Convergences et divergences pénitentiaires en Europe après 1945

Après le second conflit mondial, les pays européens partagent l’ambition de refonder leurs systèmes pénitentiaires, entachés par la déshumanisation et l’arbitraire qui y ont régné pendant la guerre. Réformer dans le sens d’une peine plus humaine conduit à l’affirmation d’une nouvelle politique pénitentiaire centrée sur la resocialisation des prisonniers. L’isolement individuel diurne n’y est plus prôné, sauf comme mesure disciplinaire et sécuritaire. De nouveaux standards internationaux, comme la Convention européenne des Droits de l’homme en 1950, fixent des cadres normatifs, qui ont progressivement contraint les États européens à reconnaître des droits fondamentaux aux détenus, dont le respect reste toujours un enjeu de lutte au quotidien. Certains pays européens se sont engagés, plus que d’autres, dans des choix alternatifs à l’emprisonnement, comme le prévoient la loi pénitentiaire néerlandaise de 1953 ou le Code criminel suédois de 1965. Des lignes de partage se dessinent ainsi entre les systèmes pénitentiaires européens depuis les années 1950 : l’Europe du Nord a réussi à faire baisser la population incarcérée, tandis que l’Europe de l’Ouest et du Sud a été confrontée à des révoltes carcérales dans les années 1970 et à une hausse de sa population carcérale.

__DONNÉES ENREGISTRÉES__:
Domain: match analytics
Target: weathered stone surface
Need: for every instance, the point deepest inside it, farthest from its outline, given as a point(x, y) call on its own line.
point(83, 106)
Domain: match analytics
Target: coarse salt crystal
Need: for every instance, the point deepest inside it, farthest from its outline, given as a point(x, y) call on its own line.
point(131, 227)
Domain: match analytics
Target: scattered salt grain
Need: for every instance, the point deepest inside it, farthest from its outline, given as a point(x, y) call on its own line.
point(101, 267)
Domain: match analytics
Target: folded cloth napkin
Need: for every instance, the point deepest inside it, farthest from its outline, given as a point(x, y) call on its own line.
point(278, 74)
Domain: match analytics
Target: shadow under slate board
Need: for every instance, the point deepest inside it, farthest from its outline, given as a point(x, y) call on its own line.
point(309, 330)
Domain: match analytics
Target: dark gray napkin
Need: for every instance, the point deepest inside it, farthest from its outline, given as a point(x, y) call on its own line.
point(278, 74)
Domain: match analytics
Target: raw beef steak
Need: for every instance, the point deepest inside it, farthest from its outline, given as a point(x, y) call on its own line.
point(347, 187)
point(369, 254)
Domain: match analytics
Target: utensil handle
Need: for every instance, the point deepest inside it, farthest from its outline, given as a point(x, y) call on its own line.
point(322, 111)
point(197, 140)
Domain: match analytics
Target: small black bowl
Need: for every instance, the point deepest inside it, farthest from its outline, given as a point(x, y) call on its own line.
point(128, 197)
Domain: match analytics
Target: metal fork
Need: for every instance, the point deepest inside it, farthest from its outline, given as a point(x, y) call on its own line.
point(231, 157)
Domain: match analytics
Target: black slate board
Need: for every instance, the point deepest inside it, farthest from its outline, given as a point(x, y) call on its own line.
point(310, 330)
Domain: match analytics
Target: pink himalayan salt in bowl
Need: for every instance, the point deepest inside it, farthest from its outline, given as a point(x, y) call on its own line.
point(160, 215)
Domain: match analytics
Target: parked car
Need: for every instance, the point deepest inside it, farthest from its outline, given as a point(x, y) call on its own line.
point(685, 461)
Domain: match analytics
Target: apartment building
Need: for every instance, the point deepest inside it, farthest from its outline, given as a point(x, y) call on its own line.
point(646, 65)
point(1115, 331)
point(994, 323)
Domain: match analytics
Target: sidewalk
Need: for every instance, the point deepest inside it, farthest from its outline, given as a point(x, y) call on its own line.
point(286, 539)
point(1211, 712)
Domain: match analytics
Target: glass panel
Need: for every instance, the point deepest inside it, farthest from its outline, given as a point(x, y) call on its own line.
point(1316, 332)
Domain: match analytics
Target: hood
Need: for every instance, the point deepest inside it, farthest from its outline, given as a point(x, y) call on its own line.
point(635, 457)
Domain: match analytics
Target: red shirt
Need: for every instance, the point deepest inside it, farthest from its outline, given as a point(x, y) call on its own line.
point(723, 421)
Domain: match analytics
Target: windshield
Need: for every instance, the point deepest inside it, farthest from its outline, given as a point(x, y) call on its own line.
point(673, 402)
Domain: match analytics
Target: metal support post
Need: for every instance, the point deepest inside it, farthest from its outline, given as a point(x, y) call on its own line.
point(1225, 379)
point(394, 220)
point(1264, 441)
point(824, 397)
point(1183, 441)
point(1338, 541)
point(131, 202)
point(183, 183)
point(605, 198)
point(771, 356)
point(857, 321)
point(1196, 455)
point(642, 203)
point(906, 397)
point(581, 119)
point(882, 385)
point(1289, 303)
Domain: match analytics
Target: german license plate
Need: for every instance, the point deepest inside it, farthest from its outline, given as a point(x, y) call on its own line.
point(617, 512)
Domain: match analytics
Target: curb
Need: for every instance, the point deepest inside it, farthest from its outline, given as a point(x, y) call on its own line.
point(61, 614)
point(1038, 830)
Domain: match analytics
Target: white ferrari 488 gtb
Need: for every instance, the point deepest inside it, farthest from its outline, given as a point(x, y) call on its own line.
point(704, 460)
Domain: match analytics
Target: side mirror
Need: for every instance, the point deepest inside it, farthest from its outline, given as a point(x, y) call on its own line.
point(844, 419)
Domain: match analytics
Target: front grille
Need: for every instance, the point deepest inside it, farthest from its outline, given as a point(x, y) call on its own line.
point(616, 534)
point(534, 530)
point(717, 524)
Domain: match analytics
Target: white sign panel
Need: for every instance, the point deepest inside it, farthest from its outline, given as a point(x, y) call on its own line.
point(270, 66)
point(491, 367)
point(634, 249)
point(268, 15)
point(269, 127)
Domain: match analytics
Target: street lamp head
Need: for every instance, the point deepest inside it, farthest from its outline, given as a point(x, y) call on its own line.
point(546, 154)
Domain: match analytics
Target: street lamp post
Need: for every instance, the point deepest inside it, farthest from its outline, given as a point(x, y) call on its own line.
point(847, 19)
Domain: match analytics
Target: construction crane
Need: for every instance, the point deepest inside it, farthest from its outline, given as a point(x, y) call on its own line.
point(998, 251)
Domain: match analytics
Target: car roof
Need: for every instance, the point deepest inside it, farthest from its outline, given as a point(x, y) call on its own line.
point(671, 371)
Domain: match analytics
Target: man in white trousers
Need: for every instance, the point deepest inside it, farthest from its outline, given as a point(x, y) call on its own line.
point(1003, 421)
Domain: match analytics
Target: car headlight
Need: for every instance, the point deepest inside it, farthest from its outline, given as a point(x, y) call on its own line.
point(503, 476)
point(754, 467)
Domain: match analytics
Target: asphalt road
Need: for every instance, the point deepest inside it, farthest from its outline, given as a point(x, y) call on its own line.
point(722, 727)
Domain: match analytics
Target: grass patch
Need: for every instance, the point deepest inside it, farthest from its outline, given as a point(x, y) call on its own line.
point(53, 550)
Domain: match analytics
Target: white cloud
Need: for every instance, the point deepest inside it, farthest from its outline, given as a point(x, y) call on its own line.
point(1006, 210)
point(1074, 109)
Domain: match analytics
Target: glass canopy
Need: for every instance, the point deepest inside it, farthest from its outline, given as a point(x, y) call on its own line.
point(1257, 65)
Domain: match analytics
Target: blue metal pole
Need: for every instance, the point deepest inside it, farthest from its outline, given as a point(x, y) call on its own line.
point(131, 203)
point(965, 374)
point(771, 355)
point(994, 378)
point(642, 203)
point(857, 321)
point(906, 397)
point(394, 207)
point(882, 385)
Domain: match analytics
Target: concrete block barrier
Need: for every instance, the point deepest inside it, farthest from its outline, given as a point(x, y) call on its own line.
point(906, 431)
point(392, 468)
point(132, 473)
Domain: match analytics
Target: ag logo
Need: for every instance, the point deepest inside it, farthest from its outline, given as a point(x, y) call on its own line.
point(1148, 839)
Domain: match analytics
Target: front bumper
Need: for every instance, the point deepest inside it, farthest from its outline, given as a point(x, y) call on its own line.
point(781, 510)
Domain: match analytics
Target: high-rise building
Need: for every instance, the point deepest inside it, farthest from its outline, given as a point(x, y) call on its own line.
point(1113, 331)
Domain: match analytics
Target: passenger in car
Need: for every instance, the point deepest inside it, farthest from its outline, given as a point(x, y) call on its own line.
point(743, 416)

__CONSIGNE__: Présentez sous forme de liste le paragraphe du texte sur les prisons européennes après 1945 qui commence par « Après le second conflit mondial », en gardant ses faits essentiels.

__CORRIGÉ__:
- Après la Seconde Guerre mondiale, les pays européens veulent refonder des systèmes pénitentiaires marqués par la déshumanisation et l'arbitraire du temps de guerre.
- La recherche d'une peine plus humaine aboutit à une politique pénitentiaire centrée sur la resocialisation des prisonniers.
- L'isolement individuel de jour n'est plus prôné, sauf comme mesure disciplinaire et sécuritaire.
- De nouveaux standards internationaux, dont la Convention européenne des Droits de l'homme (1950), amènent peu à peu les États à reconnaître aux détenus des droits fondamentaux, dont le respect reste un enjeu de lutte quotidien.
- Certains pays s'engagent davantage dans des alternatives à l'emprisonnement, comme le montrent la loi pénitentiaire néerlandaise de 1953 et le Code criminel suédois de 1965.
- Depuis les années 1950, les systèmes divergent :
  - l'Europe du Nord réussit à réduire sa population incarcérée ;
  - l'Europe de l'Ouest et du Sud connaît des révoltes carcérales dans les années 1970 et une hausse du nombre de détenus.